Aim 1: In the passage on the x-ray standing wave technique, what precision is given for measuring adsorption heights, layer distances and other vertical dimensions?

Passage shown:
--------------------------------

Chemically-Resolved Vertical Structures with sub-Angstrom Resolution

We employ and develop the normal incidence x-ray standing wave technique (NIXSW) to study interfaces between molecular layers and their substrates, and also (internal) interfaces of two-dimensional materials.

The NIXSW technique is based on x-ray diffraction and x-ray photoemission. It relies on the presence of a crystalline substrate in contact to the sample structure and provides ultra-precise structural information with respect to the crystal lattice of the substrate. In particular, adsorption heights, layer distances and other vertical dimensions can be obtained at a precision better than 0.05 Å. Because x-ray reflectivity information and photoemission data are acquired simultaneously, the model-free data analysis is complex. Our open-source analysis program Torricelli automises the data analysis [1, 2]. In Torricelli, non-dipolar effects in the photoemission process and other geometric parameters (often ignored until now) are systematically taken into account [3]. We have applied NIXSW both to molecules [4, 5, 6, 7, 8, 9, 10, 11] and two-dimensional materials [12, 13, 14, 15]. Recently, we have also applied the NIXSW method to determine the vertical position of dopants in a bulk crystal: Sr dopants in Bi2Se3 are discussed in the context of topological superconductivity, and their precise position in the unit cell appears to be decisive in this context. Considering the inelastic mean free path of the electrons, usually neglected when analysing NIXSW data, opened the door for the first unambiguous site determination of Sr dopants in Bi2Se3 [16].

--------------------------------

Data for the task:

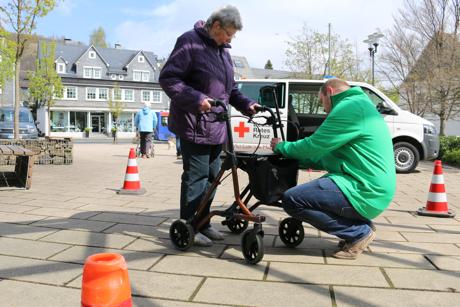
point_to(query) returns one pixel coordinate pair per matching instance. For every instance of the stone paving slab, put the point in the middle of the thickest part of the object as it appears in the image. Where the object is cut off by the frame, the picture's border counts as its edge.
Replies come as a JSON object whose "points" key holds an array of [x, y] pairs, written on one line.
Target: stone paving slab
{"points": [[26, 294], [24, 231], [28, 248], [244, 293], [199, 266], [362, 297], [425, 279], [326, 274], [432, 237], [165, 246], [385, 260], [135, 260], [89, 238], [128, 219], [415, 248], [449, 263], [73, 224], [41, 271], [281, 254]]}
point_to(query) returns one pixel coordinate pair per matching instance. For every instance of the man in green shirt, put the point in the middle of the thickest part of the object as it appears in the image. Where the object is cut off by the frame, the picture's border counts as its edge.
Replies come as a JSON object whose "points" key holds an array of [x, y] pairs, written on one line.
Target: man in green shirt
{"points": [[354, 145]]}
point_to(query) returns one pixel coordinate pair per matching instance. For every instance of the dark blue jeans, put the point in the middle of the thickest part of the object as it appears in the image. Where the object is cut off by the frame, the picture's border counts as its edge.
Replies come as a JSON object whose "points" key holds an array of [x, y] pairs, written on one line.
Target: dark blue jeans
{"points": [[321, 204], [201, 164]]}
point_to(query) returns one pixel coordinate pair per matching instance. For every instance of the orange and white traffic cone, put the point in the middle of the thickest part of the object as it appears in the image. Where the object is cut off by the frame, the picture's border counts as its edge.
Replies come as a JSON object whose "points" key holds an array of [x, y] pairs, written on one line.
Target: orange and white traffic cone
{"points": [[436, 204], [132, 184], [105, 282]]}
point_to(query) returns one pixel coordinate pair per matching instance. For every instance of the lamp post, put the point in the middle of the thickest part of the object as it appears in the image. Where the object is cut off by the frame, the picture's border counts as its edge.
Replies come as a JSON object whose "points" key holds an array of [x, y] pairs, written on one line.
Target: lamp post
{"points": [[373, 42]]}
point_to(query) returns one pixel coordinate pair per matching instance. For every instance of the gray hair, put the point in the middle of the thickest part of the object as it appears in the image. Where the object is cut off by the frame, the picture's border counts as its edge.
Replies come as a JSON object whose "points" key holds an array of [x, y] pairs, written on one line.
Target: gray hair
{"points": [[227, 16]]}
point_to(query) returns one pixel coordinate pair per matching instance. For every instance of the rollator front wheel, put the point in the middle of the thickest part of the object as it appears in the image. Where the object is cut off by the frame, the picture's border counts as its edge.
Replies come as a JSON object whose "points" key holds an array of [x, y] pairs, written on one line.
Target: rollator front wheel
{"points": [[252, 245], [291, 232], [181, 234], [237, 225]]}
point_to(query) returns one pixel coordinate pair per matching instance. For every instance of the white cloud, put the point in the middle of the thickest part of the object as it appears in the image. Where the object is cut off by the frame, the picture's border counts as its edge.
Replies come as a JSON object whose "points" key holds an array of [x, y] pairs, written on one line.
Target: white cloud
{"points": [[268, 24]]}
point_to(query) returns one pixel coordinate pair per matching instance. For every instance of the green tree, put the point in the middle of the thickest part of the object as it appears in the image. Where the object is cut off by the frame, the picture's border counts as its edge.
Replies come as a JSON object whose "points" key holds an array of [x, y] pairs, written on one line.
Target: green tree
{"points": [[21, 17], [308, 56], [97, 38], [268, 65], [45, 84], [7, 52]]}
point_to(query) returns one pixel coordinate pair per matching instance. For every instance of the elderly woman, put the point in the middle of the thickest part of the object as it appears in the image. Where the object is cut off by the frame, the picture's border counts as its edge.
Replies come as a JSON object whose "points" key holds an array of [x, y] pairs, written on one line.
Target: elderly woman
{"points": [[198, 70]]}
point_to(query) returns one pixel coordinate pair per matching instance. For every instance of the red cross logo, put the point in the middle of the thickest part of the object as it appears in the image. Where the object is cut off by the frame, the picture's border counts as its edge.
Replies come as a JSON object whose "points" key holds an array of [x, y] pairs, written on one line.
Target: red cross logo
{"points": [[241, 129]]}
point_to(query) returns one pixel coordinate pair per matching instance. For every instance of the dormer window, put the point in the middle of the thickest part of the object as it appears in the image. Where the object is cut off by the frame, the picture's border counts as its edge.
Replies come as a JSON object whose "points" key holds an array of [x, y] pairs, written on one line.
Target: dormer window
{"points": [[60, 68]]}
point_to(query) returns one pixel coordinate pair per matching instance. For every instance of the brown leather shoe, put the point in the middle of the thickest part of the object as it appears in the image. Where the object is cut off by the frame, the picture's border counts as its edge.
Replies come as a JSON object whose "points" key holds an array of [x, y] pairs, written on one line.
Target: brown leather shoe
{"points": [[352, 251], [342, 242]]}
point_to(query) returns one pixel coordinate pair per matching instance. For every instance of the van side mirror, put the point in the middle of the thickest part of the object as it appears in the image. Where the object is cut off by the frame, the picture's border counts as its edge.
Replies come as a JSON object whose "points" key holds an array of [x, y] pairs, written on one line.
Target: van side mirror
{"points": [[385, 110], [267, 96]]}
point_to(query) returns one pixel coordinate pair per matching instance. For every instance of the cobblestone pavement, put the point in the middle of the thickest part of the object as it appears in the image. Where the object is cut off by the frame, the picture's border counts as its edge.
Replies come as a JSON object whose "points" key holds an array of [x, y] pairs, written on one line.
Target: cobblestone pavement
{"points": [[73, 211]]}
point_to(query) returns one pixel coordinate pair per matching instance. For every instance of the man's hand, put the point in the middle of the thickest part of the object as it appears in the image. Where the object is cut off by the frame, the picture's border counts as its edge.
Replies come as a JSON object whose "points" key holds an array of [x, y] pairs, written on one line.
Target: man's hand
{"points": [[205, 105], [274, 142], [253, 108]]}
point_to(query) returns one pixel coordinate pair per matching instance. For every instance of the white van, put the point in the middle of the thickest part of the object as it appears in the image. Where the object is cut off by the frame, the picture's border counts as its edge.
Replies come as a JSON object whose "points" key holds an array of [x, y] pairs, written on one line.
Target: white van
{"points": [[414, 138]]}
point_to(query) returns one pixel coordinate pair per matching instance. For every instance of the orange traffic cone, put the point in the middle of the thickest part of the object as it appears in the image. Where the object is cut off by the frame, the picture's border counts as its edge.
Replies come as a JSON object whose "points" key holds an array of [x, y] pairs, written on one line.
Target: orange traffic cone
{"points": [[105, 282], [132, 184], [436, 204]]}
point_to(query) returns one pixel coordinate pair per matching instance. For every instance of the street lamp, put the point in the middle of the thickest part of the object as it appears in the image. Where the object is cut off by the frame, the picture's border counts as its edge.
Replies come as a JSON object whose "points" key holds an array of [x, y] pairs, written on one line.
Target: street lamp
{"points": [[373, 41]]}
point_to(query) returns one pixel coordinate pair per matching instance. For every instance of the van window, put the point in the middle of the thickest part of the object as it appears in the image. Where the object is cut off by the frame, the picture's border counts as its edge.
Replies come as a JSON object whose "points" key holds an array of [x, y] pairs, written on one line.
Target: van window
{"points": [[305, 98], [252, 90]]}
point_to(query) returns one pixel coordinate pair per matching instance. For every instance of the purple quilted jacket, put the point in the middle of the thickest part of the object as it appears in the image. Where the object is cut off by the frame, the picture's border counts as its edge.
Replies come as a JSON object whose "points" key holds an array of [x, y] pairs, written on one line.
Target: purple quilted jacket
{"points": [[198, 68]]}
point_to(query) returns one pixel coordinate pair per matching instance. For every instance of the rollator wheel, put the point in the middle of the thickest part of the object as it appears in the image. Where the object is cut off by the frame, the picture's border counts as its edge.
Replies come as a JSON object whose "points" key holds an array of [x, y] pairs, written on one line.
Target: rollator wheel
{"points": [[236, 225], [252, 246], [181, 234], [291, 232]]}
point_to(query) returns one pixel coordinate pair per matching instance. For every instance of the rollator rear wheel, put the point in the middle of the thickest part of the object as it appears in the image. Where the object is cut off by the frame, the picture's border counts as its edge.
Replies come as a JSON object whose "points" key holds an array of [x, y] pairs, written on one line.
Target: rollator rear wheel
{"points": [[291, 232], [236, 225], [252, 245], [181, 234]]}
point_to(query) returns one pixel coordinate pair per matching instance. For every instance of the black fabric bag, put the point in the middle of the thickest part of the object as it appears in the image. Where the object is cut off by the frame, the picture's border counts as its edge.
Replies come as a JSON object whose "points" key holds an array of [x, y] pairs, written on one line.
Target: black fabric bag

--------------------------------

Aim 2: Locate every line in the listing that contains the word "purple", and copy each one. Treat uppercase and lowercase letters as different.

Reply 1: Better than 0.05 Å.

Reply 2:
point_to(query) returns one pixel coordinate pair per matching instance. For every instance of the purple quilted jacket, put the point in the middle of the thickest part of the object as it appears in the image. Where the object is cut off by the frame, the picture's border counts as its edge.
Target: purple quilted jacket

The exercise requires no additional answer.